(Entries taken from a collection)

==============================

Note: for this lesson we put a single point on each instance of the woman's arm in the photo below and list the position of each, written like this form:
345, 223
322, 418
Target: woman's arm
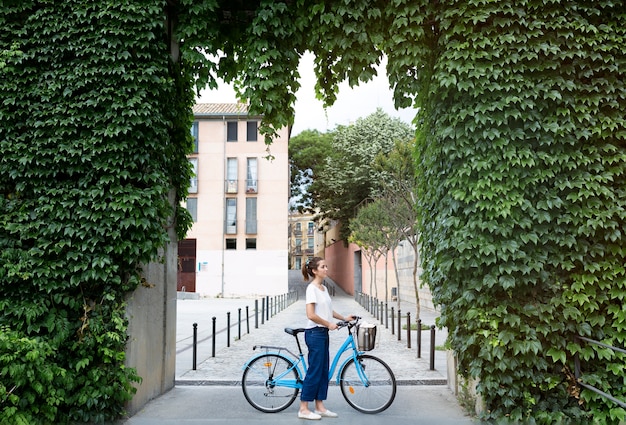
311, 315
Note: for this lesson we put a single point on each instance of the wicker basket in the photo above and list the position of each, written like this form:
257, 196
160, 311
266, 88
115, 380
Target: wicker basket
366, 337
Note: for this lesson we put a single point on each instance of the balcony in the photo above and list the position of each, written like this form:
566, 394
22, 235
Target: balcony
252, 186
230, 186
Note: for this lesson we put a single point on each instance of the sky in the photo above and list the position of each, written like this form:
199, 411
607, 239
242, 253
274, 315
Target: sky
351, 103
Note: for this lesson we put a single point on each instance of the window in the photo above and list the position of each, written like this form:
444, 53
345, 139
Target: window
193, 184
192, 207
194, 134
251, 215
252, 132
231, 131
231, 215
252, 176
231, 175
231, 243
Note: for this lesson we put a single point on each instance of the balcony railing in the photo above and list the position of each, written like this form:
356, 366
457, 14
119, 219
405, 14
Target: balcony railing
230, 186
252, 186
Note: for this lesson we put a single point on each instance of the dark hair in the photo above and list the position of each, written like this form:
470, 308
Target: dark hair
309, 266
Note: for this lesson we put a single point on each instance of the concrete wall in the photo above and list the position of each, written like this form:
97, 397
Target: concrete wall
151, 312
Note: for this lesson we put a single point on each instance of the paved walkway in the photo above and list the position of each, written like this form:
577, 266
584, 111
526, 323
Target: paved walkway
226, 367
424, 398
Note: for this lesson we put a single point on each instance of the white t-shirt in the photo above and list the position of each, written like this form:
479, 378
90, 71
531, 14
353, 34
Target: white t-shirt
323, 304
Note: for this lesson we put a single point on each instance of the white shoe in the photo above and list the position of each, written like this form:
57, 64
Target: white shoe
311, 416
327, 414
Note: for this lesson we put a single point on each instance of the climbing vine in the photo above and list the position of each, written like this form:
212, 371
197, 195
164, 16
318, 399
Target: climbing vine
522, 164
94, 121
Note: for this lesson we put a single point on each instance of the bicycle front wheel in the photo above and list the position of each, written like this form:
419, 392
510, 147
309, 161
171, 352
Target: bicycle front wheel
261, 383
368, 385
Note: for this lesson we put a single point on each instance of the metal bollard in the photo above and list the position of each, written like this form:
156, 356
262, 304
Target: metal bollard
228, 329
432, 347
213, 338
386, 316
419, 338
239, 325
195, 345
408, 329
399, 325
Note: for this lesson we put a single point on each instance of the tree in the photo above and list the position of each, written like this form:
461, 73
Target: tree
399, 189
307, 152
369, 234
348, 178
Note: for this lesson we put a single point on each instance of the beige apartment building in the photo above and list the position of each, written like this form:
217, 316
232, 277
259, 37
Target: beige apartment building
238, 245
305, 239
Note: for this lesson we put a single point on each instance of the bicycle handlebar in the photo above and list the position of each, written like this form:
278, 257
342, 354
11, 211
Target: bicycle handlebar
343, 323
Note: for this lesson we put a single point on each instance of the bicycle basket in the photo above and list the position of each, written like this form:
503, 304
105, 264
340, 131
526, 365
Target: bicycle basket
366, 336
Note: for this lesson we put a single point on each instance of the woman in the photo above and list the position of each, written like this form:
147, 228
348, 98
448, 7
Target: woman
320, 315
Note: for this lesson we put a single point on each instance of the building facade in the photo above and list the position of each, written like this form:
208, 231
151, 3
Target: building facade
238, 244
305, 239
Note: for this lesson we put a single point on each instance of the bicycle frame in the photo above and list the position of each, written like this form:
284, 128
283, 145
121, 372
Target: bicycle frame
300, 365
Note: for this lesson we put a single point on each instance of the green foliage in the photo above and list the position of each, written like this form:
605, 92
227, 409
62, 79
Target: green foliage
32, 384
522, 167
94, 130
348, 176
307, 153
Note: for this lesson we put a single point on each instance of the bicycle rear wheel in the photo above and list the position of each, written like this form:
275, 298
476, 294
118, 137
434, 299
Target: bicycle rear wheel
259, 387
375, 392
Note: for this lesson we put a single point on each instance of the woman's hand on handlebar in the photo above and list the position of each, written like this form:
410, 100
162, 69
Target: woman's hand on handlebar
351, 318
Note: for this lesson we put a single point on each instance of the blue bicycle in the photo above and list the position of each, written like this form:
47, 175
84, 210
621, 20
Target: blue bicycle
272, 380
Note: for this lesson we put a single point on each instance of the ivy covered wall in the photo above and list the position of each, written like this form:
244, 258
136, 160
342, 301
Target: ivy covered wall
522, 164
94, 126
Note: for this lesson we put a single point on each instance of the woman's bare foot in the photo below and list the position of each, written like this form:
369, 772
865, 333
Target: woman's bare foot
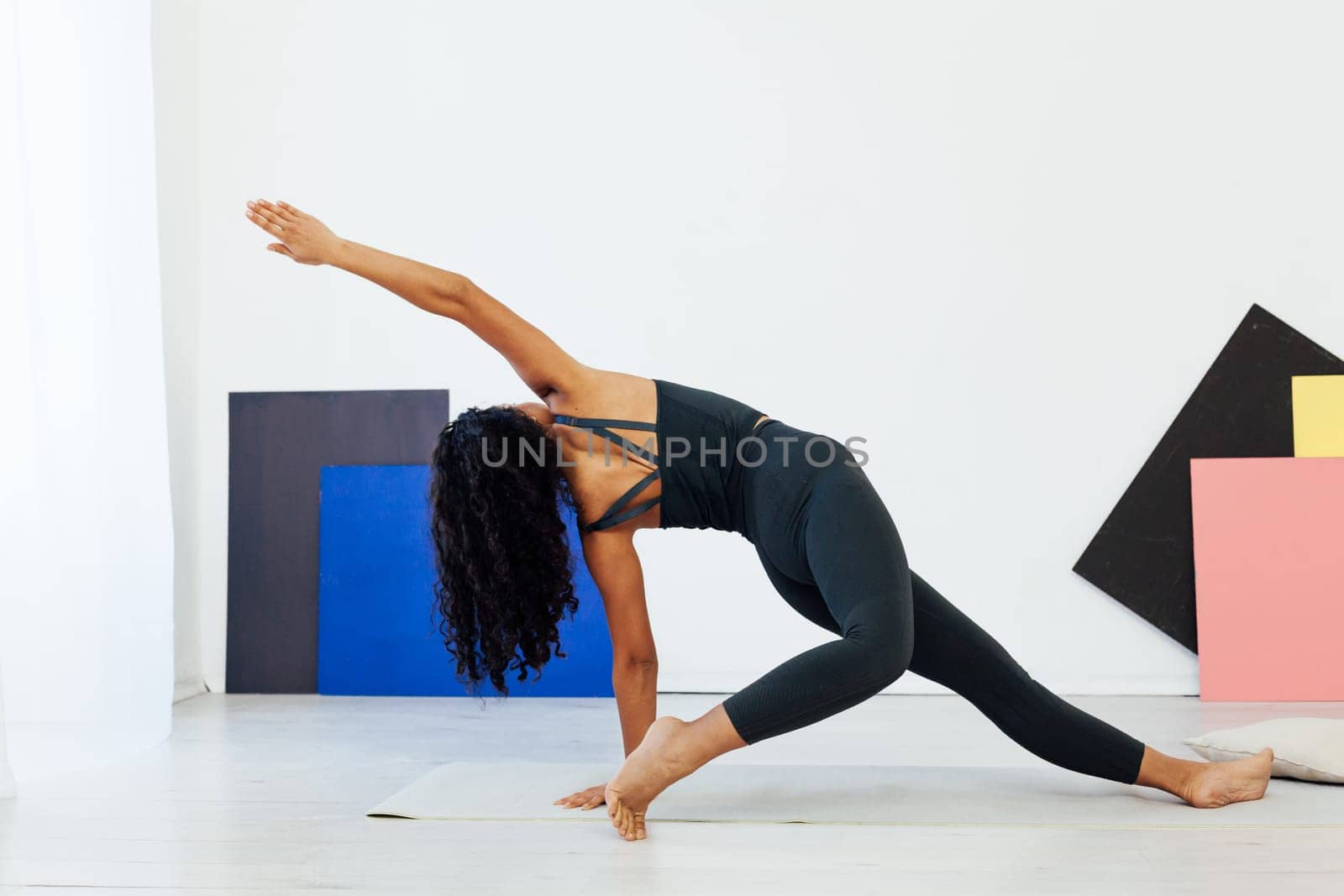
662, 759
1220, 783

==============================

**Work to complete**
Could you find every line in the records above that has the string "below" and copy it?

**Response to this exercise**
Note: for this lesson we put a single point on each instance of the woman's arm in the photo below and list the position of each, written like this form:
Note: for this lesson we put a single point on each instance of the woman's bare foot in the photo below and list the position of each, written like this form:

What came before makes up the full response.